Supplied passage =
+++

Thursday 29 October 2015

Why India should prefer incremental over big-bang reforms?


    Image Source: The Economist
  • Political entrepreneurs have three reasons to choose incremental over big bang reforms. 
    • First, India is a genuine democracy; it’s clear that, say, Chinese President Xi Jinping would never need to withdraw a GST or land bill. 
      • A benevolent dictatorship might seem to be the best form of government but you are more likely to end up with Robert Mugabe rather than Lee Kuan Yew. 
      • Indians are not irrational, ignorant or dyslexic — it’s just that our citizens and 30 lakh election winners disagree a lot. 
    • Second, big bang reforms imply one solution for all of India, but exports labour markets like Bihar need different interventions than import labour markets like Kerala, whose population is now 9 per cent Bihari.

+++

Listed records =

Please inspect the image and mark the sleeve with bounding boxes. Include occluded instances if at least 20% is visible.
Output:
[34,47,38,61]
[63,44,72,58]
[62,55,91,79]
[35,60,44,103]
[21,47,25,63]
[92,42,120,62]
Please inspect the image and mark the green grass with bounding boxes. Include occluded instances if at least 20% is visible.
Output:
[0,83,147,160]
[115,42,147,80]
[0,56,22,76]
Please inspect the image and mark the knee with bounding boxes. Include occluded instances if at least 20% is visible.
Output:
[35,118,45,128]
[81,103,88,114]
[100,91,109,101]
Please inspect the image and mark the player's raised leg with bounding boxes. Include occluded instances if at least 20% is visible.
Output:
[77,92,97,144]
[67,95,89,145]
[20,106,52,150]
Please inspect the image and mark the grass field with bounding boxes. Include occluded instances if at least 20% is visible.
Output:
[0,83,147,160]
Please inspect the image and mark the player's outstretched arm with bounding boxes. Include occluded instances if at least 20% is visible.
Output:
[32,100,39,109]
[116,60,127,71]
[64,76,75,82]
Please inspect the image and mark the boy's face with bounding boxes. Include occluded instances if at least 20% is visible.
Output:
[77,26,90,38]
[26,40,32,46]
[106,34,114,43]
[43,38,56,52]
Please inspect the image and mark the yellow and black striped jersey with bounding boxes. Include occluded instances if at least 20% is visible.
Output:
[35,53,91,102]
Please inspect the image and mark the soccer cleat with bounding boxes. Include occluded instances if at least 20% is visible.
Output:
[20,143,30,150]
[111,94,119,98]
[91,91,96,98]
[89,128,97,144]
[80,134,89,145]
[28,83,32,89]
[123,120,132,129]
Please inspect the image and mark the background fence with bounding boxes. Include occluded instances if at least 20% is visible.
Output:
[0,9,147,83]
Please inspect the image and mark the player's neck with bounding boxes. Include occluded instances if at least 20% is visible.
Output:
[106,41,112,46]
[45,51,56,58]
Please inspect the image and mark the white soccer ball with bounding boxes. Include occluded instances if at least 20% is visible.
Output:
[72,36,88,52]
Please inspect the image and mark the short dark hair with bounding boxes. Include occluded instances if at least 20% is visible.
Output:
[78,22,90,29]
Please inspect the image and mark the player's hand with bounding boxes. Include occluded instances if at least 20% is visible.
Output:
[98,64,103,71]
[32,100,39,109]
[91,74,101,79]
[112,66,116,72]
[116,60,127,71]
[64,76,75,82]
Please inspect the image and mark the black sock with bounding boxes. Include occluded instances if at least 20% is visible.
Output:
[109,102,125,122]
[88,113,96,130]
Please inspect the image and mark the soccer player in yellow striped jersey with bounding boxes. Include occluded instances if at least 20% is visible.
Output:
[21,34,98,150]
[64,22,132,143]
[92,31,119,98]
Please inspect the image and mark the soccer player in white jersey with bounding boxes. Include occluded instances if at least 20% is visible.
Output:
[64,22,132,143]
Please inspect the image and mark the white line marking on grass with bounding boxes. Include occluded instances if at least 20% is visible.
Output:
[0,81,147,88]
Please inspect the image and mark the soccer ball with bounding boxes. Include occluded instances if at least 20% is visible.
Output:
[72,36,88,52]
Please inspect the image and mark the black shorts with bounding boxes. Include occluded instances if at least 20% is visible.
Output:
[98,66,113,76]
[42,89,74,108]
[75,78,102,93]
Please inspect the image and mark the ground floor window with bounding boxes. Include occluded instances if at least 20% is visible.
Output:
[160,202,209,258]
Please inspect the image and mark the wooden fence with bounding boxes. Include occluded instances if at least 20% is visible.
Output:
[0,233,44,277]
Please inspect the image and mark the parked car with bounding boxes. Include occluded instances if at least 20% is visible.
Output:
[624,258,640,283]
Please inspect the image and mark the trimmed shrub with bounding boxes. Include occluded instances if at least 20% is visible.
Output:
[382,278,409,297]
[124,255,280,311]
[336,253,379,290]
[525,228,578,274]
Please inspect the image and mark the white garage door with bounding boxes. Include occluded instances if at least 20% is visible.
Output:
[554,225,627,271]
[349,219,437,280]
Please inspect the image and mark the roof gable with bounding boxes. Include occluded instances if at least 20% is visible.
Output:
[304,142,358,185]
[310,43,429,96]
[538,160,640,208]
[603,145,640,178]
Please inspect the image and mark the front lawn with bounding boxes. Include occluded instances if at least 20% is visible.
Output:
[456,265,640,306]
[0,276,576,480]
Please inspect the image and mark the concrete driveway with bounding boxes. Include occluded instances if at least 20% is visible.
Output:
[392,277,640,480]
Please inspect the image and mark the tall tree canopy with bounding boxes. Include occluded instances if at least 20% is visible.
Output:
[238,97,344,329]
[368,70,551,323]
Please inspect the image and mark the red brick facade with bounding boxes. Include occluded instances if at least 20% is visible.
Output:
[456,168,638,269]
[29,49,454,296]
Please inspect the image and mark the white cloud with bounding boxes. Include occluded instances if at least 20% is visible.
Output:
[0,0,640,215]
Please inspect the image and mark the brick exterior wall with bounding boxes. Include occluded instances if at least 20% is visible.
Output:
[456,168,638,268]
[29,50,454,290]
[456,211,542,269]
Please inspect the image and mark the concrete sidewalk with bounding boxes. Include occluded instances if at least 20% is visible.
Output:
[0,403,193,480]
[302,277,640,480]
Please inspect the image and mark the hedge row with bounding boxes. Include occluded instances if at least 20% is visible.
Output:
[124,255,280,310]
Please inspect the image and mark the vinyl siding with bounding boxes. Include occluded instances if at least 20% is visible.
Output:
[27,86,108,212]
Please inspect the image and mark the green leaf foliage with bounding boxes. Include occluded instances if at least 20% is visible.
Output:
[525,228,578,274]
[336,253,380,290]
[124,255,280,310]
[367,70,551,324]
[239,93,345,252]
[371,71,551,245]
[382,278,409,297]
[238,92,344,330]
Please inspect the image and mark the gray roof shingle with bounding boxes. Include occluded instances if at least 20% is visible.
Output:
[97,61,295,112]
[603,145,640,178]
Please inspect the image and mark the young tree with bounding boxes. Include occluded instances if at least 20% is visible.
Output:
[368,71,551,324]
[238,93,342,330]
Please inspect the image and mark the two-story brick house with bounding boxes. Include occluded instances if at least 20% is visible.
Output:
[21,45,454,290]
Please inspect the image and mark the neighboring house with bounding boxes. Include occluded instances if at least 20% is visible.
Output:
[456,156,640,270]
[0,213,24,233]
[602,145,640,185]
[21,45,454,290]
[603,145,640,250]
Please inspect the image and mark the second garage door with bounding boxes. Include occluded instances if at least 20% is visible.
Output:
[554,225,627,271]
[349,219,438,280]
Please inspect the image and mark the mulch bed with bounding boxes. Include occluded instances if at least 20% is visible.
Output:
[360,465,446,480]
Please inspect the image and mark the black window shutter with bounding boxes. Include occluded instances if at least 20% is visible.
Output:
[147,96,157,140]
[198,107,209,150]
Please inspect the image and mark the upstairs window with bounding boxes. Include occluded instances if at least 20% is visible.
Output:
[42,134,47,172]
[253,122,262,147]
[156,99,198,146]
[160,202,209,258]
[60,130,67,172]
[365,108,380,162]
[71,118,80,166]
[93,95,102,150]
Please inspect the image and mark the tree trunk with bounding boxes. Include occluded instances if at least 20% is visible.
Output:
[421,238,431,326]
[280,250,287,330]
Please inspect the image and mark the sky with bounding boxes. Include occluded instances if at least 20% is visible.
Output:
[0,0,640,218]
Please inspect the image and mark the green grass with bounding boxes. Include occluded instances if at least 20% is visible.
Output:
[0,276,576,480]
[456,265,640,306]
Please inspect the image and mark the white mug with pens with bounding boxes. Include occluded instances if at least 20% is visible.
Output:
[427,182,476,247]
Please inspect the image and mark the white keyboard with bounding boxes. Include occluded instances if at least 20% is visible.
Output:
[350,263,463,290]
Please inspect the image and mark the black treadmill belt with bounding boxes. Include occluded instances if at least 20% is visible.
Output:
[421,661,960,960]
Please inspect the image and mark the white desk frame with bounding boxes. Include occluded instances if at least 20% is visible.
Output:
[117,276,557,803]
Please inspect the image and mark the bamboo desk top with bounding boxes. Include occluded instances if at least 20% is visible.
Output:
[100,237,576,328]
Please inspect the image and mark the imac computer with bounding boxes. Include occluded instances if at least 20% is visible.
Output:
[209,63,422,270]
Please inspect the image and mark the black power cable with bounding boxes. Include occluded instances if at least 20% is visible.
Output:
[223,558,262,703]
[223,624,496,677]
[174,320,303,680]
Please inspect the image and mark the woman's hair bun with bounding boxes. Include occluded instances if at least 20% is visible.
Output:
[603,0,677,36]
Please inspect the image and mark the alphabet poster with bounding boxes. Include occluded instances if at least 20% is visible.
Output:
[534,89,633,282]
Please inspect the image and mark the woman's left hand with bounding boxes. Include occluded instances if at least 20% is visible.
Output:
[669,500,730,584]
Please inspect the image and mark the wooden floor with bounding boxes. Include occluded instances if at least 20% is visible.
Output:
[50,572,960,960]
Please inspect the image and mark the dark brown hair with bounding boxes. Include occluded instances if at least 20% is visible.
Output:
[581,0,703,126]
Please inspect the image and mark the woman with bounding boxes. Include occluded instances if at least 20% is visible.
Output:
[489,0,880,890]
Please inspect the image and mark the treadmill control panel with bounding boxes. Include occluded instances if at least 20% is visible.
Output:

+++

Study questions =
a) In the passage on Indian reforms, what share of Kerala's population is now Bihari?
b) List every person named in the passage on Indian reforms.
c) Write out the passage on Indian reforms starting at "Image Source: The" and ending at "Lee Kuan Yew.".

Exercise answers =
a) 9 per cent

b) Xi Jinping, Robert Mugabe, Lee Kuan Yew

c)
Image Source: The Economist
  • Political entrepreneurs have three reasons to choose incremental over big bang reforms. 
    • First, India is a genuine democracy; it’s clear that, say, Chinese President Xi Jinping would never need to withdraw a GST or land bill. 
      • A benevolent dictatorship might seem to be the best form of government but you are more likely to end up with Robert Mugabe rather than Lee Kuan Yew.